Directions ▸ Could you output each line of the data that follows exactly?

Some records ▸
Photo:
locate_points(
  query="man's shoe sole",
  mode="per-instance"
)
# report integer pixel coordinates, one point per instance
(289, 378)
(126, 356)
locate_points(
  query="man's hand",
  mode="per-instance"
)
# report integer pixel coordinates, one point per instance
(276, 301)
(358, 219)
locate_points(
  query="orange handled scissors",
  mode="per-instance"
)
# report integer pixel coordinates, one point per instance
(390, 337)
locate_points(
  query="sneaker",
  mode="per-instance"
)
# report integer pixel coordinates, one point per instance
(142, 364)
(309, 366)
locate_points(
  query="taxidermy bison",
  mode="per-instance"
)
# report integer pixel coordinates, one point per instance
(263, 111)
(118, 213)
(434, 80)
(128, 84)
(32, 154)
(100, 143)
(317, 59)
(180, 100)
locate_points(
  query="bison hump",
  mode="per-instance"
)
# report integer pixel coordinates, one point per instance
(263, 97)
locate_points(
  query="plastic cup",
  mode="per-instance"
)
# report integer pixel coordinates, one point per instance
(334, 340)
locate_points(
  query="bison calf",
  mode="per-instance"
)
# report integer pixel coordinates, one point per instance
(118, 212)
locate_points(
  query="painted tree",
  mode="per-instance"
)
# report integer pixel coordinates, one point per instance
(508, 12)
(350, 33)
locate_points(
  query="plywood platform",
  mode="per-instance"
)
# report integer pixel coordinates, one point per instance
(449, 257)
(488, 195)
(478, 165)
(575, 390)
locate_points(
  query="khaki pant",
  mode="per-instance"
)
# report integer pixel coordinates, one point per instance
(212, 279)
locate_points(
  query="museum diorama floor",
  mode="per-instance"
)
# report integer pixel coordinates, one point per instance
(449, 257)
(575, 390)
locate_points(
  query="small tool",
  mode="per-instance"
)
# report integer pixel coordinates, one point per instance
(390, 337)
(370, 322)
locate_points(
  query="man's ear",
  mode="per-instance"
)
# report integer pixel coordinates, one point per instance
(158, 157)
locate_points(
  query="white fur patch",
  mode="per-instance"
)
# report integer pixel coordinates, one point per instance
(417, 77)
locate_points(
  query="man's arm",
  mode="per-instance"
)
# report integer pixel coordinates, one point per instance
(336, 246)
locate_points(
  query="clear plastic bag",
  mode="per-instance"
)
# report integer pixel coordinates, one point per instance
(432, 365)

Exercise response ▸
Photo:
locate_points(
  query="man's shoe sole",
  mode="per-instance"
)
# report integer pixel coordinates, one point per instance
(289, 378)
(126, 356)
locate_points(
  query="man's hand",
  mode="per-instance"
)
# report integer pixel coordinates, one point per instance
(276, 301)
(358, 219)
locate_points(
  query="orange handled scissors",
  mode="per-instance"
)
# report integer pixel coordinates, one point per instance
(390, 337)
locate_points(
  query="sneaker",
  mode="per-instance"
)
# report integer pixel coordinates, one point per instance
(142, 364)
(309, 366)
locate_points(
  query="taxidermy bison",
  mode="per-instance"
)
# report integer pixel coordinates, one point per instance
(263, 111)
(118, 213)
(434, 80)
(128, 84)
(32, 154)
(100, 143)
(317, 59)
(180, 100)
locate_points(
  query="bison hump",
  mode="per-instance"
)
# report integer pixel coordinates, one point per instance
(263, 97)
locate_points(
  query="plastic cup",
  mode="per-instance"
)
# report integer pixel coordinates, one point per instance
(334, 340)
locate_points(
  query="bison calf",
  mode="per-instance"
)
# report integer pixel coordinates, one point per instance
(118, 212)
locate_points(
  query="painted tree",
  mode="per-instance"
)
# report integer pixel coordinates, one point per instance
(508, 12)
(350, 33)
locate_points(
  query="plywood platform",
  mode="per-instance"
)
# report integer pixel coordinates, one point per instance
(449, 257)
(488, 195)
(478, 165)
(575, 390)
locate_points(
  query="khaki pant",
  mode="per-instance"
)
# report integer pixel coordinates, one point per instance
(212, 279)
locate_points(
  query="museum diorama floor",
  mode="per-instance"
)
# report integer pixel coordinates, one point per instance
(449, 257)
(575, 390)
locate_points(
  query="small tool",
  mode="per-instance"
)
# report integer pixel coordinates, one point per instance
(390, 337)
(370, 322)
locate_points(
  query="man's ear",
  mode="per-instance"
)
# report integer pixel coordinates, one point per instance
(158, 157)
locate_points(
  query="white fur patch",
  mode="per-instance"
)
# report integer pixel coordinates, one point per instance
(417, 77)
locate_points(
  query="man's arm",
  mode="per-instance"
)
# report integer pixel coordinates, one point per instance
(336, 246)
locate_points(
  query="clear plastic bag",
  mode="per-instance"
)
# report integer pixel coordinates, one point per instance
(432, 365)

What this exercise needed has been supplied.